• **SUPPLIED INFORMATION**
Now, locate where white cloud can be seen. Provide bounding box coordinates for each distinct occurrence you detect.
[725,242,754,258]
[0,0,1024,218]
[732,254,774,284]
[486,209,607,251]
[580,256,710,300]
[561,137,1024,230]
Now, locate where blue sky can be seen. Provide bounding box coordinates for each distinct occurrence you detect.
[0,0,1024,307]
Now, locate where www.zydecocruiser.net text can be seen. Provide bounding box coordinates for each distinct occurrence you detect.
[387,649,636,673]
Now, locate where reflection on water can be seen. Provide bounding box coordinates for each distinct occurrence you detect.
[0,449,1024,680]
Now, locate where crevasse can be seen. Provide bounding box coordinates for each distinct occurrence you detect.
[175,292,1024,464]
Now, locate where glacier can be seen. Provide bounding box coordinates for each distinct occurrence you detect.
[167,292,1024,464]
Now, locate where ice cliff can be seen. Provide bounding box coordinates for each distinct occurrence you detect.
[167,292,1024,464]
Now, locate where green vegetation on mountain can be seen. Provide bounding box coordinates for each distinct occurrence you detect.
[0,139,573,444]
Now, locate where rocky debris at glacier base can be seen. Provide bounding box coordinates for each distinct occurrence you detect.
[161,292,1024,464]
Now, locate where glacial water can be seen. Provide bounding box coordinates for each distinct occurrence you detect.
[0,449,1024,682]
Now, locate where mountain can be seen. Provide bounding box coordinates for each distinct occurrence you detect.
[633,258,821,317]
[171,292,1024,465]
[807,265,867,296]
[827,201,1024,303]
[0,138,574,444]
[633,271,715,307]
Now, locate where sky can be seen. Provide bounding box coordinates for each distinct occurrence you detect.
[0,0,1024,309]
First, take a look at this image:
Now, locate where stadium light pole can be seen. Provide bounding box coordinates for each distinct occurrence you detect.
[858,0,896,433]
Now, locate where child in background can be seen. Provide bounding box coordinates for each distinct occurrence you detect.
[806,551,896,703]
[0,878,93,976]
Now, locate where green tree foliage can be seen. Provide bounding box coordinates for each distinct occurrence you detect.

• **DIRECTIONS**
Output the lines above, from the very first one through the line with "[387,649,636,673]", as a JSON list of strings with one string per line, leaving out any blank lines.

• **FINISHED ANSWER**
[
  "Now, locate where white cloud can be seen. Provide bounding box coordinates for each distinct occurrence you detect.",
  "[725,242,754,258]",
  "[0,0,1024,218]",
  "[732,254,774,284]",
  "[486,209,607,251]",
  "[580,256,710,300]",
  "[561,137,1024,230]",
  "Now, locate where blue sky can be seen. Provide bounding box coordinates for each distinct occurrence you detect.",
  "[0,0,1024,307]",
  "Now, locate where www.zydecocruiser.net text can be seen. Provide bounding box coordinates for each distinct occurrence you detect.",
  "[387,649,636,673]"
]